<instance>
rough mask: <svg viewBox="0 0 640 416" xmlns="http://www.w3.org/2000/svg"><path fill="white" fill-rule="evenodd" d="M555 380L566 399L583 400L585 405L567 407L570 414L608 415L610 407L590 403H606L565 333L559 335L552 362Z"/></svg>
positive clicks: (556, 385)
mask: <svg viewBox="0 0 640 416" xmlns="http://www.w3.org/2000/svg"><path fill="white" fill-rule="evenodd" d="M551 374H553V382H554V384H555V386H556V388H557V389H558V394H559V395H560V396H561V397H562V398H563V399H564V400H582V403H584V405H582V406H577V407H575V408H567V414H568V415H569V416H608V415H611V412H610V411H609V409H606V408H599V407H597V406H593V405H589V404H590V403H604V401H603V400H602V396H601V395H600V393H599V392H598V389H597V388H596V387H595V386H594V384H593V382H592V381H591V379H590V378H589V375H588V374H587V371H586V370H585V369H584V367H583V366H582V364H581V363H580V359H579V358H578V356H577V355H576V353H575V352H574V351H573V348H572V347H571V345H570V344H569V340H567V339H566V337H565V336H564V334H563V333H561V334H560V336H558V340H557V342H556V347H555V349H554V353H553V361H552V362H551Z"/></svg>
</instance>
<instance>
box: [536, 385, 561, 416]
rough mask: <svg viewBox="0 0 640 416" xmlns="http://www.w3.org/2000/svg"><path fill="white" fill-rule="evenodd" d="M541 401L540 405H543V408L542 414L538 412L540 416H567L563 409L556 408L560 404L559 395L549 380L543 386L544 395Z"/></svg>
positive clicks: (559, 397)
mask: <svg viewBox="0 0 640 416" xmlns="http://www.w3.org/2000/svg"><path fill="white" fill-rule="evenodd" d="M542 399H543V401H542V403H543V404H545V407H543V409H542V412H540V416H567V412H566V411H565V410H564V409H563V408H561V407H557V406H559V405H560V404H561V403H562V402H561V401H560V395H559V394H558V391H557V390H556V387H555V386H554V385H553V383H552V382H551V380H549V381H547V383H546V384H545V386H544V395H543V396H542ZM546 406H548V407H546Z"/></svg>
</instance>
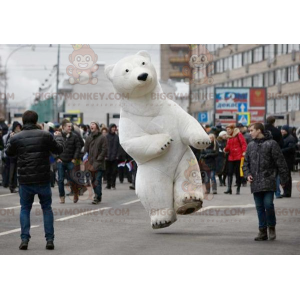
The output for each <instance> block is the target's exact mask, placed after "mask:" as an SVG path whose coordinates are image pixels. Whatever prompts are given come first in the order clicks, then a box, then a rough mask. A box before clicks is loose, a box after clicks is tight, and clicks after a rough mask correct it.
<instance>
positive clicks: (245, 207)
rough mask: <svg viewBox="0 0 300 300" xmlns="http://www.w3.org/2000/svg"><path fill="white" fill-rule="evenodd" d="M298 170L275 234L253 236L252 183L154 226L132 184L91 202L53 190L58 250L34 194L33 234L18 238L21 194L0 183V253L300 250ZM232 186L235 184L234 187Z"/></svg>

◆ ◆ ◆ ◆

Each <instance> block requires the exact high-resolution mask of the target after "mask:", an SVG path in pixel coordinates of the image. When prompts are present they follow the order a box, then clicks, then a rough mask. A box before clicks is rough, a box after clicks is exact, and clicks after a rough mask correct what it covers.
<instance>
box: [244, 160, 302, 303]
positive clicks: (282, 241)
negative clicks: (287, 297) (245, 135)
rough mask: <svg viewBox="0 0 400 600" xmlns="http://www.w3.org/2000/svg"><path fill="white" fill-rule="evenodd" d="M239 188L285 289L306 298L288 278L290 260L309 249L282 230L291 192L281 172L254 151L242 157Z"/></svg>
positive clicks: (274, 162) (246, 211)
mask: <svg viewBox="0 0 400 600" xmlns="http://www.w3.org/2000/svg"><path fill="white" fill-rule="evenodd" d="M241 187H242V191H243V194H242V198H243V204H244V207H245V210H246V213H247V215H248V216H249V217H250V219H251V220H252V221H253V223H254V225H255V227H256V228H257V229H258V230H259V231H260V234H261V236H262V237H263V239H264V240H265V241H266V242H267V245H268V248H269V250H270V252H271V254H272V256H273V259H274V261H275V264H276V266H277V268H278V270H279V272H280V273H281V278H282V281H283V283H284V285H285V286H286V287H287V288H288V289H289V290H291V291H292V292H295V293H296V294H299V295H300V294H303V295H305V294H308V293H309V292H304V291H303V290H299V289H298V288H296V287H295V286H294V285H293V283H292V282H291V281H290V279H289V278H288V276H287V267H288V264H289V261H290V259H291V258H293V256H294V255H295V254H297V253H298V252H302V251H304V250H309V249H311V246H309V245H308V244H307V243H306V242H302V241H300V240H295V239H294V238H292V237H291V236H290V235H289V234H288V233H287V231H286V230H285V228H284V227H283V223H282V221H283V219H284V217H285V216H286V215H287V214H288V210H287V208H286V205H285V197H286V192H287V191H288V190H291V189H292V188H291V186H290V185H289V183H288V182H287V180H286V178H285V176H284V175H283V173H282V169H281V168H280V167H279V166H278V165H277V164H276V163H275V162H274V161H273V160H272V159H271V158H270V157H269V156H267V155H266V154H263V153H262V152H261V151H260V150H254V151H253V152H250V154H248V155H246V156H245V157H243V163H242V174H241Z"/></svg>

◆ ◆ ◆ ◆

Work required: For every line in the listing above that mentions the word "coordinates", make a copy.

Task response:
The output for each <instance> block is the target's exact mask, placed after "mask:" as an SVG path whose coordinates are image pixels. Whatever prompts are given come first in the order clicks, then a box, then a rough mask. A box before clicks is loose, a box after clicks is tight, and clicks after a rough mask correct it.
Each <instance> block requires the exact high-resolution mask of the target after "mask:", an SVG path in pixel coordinates of the image. When prompts are present they follow the order a box, then clicks, then a rough mask. A box before clicks is rough, a box after clicks is exact, and clicks after a rough mask correct what it covers.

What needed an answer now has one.